The problem:
From the line with "Where can the wooden" through the line with "Where can the overcast", inclusive, return each line of the data below exactly and leave the rest out.

Record set:
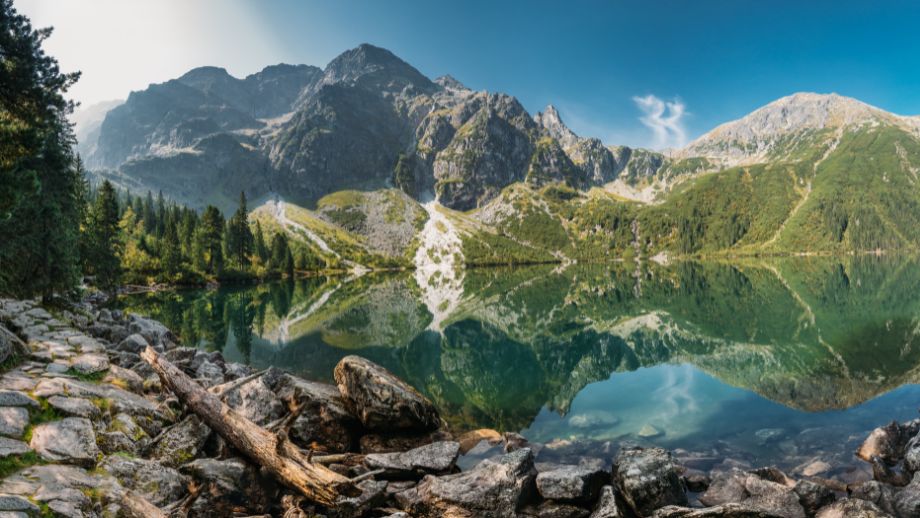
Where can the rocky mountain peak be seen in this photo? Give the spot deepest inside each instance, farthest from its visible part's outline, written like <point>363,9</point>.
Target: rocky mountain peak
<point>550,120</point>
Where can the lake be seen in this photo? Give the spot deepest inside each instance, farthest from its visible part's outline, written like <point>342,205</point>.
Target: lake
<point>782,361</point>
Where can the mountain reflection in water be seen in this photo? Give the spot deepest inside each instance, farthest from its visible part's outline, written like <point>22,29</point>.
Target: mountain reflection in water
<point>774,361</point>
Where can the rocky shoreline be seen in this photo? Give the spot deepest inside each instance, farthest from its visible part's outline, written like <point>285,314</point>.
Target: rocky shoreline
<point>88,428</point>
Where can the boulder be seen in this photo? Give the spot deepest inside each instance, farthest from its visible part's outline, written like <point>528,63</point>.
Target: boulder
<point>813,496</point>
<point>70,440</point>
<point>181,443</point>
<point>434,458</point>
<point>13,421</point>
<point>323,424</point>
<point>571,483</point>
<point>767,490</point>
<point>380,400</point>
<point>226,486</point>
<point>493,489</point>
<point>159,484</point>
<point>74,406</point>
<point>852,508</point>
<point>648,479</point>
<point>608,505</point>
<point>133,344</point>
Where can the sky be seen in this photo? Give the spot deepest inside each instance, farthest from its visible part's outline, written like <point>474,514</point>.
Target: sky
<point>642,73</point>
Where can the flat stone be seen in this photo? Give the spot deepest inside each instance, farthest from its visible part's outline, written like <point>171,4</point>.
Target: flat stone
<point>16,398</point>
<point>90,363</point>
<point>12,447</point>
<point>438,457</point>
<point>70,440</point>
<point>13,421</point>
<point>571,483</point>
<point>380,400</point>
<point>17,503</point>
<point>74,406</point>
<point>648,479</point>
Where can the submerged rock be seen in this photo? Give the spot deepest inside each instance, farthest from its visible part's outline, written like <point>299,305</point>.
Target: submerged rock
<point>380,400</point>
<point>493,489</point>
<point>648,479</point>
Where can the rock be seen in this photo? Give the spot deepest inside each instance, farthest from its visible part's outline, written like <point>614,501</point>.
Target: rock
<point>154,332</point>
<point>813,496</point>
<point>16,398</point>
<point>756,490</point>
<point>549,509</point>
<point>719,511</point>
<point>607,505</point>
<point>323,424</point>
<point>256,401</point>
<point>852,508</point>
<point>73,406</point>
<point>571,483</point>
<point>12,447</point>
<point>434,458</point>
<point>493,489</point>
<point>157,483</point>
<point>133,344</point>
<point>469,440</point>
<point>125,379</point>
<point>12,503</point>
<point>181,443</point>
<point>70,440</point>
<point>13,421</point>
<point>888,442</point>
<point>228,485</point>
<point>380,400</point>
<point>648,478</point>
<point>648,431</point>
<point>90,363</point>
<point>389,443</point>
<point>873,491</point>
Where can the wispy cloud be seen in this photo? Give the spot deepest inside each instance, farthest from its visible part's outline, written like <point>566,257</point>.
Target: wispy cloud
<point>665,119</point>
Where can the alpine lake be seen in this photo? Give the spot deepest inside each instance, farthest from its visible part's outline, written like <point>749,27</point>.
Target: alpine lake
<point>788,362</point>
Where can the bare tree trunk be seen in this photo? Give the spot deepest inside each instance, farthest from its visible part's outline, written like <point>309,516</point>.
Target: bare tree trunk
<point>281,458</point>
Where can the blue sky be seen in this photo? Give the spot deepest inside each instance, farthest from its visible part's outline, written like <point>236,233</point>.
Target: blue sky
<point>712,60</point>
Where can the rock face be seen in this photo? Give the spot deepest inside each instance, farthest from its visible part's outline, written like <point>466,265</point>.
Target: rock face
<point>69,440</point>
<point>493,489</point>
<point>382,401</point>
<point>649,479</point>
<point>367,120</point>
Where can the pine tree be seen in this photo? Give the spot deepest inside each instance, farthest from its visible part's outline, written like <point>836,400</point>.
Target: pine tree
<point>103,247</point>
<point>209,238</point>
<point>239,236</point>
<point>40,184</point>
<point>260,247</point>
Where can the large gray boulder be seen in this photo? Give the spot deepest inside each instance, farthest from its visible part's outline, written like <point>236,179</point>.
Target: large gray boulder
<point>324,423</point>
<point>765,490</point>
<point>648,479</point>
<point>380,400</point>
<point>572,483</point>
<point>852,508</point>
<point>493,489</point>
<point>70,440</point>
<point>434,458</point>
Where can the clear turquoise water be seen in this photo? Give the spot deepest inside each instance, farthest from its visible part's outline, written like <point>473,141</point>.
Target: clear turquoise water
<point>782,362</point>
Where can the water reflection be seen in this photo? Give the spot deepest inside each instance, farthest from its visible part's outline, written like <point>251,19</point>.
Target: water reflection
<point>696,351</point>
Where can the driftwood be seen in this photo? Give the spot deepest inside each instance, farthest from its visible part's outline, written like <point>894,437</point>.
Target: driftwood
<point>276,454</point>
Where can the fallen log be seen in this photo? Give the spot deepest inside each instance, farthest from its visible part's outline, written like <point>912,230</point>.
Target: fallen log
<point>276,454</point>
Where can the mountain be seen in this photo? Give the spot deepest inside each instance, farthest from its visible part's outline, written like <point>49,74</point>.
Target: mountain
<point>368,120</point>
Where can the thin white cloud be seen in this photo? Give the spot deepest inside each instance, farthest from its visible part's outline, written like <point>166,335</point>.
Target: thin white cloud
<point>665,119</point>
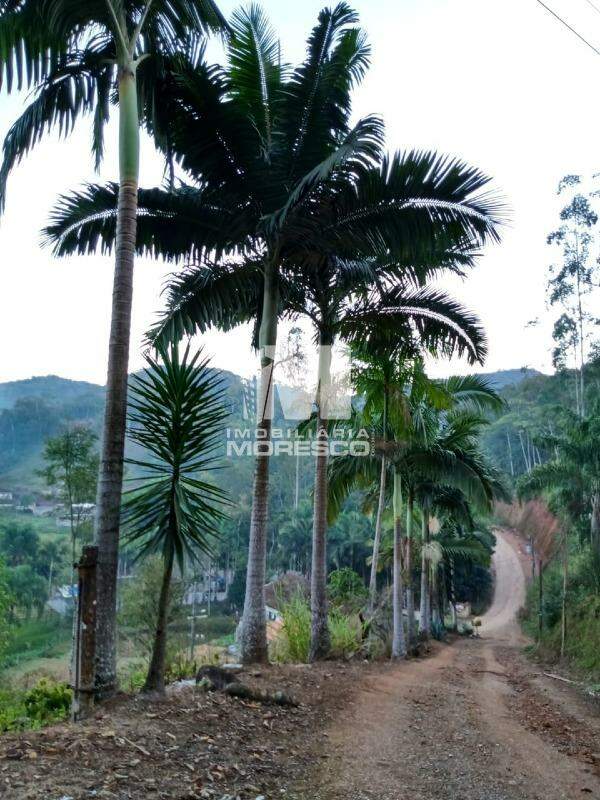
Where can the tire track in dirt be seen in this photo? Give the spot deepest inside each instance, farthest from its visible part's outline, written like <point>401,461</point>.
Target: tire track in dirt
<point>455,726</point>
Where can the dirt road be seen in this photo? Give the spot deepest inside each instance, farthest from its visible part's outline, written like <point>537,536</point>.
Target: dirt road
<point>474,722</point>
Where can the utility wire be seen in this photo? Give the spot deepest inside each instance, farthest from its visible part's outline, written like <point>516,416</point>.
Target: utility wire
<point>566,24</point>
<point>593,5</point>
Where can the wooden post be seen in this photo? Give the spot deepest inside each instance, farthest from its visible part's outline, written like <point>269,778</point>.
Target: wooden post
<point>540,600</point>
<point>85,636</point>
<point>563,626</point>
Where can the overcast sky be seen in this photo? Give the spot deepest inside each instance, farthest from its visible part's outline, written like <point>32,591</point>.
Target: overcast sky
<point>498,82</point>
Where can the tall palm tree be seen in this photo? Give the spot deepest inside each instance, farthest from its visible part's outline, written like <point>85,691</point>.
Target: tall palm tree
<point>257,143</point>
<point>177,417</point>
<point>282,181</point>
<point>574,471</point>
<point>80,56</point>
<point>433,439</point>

==

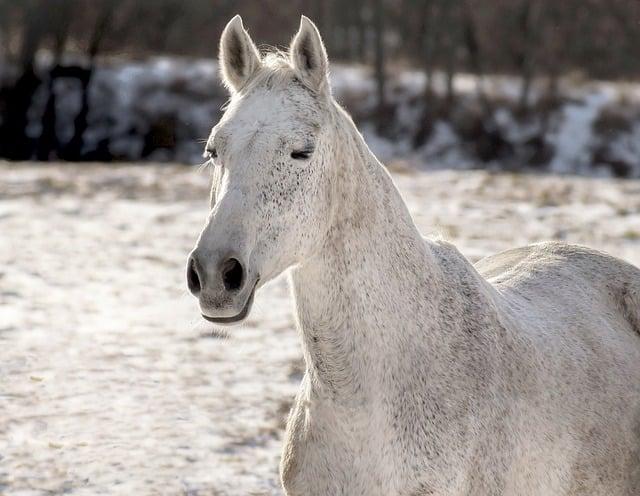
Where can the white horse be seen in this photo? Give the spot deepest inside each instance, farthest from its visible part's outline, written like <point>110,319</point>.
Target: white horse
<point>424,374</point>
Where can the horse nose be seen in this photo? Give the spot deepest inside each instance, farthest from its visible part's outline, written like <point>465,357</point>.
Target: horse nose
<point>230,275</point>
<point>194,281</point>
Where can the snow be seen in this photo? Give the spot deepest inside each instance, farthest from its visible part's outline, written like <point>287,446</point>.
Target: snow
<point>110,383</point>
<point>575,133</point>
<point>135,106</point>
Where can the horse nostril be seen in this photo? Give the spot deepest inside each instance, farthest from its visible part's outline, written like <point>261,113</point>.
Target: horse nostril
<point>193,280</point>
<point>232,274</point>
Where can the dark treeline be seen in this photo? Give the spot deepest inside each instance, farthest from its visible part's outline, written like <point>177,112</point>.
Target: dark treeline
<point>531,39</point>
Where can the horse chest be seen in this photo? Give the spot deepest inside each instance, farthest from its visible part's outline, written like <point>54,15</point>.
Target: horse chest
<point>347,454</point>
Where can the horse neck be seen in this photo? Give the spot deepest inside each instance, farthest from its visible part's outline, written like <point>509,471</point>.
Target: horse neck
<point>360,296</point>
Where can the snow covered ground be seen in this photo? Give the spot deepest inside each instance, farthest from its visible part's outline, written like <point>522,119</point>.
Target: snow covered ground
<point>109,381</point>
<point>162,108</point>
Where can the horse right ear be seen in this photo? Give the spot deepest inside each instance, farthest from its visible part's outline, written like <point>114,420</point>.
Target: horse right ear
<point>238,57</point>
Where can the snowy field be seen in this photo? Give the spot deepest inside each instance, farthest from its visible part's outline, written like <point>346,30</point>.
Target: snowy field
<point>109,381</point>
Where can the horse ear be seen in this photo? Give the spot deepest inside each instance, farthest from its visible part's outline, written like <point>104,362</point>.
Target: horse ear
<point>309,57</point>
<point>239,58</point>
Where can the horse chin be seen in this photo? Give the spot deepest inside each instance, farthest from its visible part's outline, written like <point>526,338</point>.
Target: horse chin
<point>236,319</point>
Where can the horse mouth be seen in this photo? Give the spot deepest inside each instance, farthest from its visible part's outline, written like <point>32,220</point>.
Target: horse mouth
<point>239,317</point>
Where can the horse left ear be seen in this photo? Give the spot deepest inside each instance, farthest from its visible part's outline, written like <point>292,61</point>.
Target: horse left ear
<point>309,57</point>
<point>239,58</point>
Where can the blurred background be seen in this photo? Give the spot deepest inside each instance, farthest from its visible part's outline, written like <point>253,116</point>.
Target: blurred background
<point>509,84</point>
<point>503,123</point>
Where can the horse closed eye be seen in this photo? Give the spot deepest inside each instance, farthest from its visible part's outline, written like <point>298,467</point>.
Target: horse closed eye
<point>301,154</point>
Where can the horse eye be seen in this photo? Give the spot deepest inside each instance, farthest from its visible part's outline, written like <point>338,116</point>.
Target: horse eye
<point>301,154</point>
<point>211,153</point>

Solution:
Where can the wooden post be seen in this photo? Give the spot deepest inside each instance, farthest from its visible part's outline, written like <point>269,778</point>.
Target: wooden post
<point>540,600</point>
<point>85,636</point>
<point>563,626</point>
Where can the overcast sky be seen in this photo? Give the spot deepest inside each instance, farthest from its visible part's outline, written like <point>32,591</point>.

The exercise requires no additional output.